Segment Start: EXTRACTED DATA
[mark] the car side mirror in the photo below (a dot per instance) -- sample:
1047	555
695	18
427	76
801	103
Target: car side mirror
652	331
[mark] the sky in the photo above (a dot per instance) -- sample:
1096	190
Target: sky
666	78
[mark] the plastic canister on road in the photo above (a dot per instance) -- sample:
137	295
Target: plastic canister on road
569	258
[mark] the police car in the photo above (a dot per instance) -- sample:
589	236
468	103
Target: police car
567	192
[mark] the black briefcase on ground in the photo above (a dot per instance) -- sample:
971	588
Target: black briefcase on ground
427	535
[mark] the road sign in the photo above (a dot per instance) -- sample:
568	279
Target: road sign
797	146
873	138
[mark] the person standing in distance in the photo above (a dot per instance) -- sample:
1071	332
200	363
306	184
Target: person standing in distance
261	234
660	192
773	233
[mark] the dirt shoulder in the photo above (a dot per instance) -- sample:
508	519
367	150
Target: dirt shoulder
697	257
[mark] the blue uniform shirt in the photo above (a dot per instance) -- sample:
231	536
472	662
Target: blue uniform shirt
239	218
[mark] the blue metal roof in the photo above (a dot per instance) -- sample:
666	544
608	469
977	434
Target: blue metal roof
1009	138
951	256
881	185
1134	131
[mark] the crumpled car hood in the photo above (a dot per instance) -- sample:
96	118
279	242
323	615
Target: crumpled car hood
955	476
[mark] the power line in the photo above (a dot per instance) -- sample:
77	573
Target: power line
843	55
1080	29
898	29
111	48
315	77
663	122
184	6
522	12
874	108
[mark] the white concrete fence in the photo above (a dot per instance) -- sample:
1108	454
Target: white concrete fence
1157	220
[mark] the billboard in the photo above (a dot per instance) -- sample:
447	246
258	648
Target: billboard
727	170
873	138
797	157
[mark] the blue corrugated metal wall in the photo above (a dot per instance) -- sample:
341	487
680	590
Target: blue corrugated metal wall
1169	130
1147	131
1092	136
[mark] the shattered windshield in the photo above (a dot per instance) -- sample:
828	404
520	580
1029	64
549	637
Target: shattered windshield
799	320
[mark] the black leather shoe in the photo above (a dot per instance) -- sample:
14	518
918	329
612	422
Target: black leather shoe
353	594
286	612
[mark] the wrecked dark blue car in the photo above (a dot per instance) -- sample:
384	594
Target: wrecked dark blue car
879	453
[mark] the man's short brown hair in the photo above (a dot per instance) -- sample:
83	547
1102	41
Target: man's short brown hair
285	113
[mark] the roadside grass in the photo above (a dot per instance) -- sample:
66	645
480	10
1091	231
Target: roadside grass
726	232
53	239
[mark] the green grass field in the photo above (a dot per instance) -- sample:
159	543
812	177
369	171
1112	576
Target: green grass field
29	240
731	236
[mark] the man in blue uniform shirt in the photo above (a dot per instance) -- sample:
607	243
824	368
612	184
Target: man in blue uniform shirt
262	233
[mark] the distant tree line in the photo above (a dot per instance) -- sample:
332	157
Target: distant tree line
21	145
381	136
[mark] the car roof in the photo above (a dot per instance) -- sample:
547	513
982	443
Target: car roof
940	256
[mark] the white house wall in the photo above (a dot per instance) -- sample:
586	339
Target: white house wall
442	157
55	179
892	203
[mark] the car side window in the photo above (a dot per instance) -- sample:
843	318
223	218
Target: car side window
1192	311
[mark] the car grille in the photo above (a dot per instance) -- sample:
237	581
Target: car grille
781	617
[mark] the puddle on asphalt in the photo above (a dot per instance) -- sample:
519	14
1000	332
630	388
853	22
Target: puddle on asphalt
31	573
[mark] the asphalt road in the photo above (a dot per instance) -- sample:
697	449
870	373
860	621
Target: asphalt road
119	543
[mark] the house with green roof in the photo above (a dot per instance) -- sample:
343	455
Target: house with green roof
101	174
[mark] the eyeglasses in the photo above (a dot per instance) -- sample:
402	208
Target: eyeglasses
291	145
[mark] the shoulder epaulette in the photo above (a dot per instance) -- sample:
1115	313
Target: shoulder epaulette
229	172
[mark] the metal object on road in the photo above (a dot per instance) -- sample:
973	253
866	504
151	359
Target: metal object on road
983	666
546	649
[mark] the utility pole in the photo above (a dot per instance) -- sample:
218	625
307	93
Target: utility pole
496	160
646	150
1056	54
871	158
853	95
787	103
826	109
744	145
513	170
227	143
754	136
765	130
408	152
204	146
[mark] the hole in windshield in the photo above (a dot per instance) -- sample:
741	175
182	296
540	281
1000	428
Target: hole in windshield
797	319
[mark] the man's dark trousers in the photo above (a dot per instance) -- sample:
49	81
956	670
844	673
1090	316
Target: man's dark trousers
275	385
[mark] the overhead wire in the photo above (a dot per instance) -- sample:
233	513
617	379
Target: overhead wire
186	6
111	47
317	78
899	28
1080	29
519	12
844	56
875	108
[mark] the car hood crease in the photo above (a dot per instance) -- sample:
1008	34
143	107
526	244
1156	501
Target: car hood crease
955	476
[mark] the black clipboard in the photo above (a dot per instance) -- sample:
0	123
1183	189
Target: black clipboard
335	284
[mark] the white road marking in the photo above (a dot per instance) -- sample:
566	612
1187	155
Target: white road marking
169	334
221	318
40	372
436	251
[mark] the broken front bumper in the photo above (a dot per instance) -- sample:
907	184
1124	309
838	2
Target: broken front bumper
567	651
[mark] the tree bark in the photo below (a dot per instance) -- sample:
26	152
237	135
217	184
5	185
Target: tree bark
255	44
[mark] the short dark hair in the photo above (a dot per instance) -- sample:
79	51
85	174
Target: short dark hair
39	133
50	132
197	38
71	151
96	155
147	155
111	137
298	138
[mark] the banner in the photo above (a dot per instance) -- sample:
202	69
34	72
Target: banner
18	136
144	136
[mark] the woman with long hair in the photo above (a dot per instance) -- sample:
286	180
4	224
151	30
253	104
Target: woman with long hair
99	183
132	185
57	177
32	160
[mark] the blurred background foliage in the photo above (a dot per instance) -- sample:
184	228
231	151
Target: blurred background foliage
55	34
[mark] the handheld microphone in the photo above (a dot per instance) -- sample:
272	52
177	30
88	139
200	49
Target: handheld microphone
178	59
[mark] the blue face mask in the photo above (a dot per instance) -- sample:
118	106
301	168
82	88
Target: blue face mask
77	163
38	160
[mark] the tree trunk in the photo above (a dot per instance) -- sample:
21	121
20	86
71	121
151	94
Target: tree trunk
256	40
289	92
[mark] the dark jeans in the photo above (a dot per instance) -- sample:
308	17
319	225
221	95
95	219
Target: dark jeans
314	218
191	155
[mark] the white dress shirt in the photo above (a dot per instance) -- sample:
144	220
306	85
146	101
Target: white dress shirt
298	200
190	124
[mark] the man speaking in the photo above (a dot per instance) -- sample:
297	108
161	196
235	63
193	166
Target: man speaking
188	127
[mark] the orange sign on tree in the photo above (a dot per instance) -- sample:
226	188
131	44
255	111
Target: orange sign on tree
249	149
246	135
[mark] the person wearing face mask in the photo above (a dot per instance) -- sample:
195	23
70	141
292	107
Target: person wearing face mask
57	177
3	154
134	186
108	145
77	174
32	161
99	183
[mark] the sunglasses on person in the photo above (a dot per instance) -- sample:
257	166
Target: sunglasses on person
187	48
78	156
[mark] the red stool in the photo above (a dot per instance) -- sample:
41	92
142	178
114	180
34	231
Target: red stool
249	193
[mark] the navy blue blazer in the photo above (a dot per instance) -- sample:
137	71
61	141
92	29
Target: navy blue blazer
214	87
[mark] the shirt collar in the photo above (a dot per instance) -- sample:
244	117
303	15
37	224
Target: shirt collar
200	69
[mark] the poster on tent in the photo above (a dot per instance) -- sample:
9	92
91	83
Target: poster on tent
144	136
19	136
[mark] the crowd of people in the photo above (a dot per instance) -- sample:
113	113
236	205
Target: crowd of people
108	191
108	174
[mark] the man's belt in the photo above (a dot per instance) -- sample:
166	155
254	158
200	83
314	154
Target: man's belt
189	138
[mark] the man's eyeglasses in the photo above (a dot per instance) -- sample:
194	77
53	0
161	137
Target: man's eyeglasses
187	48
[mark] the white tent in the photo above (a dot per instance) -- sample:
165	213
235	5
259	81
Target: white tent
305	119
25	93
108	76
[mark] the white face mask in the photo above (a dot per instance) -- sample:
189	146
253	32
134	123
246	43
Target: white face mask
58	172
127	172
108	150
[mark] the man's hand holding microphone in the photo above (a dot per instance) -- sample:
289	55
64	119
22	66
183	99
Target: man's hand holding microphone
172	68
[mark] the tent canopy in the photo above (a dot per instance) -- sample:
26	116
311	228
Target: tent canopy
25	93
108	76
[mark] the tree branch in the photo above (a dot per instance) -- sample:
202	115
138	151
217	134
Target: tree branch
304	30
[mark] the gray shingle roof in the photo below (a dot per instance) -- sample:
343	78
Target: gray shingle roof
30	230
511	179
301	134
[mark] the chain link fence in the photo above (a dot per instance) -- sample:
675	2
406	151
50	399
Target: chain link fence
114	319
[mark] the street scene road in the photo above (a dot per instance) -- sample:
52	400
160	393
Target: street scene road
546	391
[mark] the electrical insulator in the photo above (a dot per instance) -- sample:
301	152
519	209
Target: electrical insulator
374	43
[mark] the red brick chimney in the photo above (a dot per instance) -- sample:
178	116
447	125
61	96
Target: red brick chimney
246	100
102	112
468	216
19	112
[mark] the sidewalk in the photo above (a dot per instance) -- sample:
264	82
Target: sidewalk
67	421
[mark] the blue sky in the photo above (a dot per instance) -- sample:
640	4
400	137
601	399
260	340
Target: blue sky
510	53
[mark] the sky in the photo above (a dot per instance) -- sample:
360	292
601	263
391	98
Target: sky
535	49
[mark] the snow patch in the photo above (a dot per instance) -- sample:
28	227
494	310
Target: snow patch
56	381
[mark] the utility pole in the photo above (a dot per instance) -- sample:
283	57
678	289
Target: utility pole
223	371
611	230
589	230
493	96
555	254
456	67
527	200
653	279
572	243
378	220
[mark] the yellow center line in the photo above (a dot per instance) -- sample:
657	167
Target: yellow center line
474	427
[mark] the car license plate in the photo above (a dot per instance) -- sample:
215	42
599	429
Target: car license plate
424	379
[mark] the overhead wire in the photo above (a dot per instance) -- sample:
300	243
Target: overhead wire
Segment End: EXTRACTED DATA
# ACTION ITEM:
Among the records, find all lines that include the string "below" and return them.

# EXERCISE OUTPUT:
[mark] the car side mirror in the photo below (a dot per instance) -- sample:
[mark] the tree bark in the photo below (a dot per instance) -- sample:
[mark] the gray shingle roof in the photo below (a dot per instance) -- sample:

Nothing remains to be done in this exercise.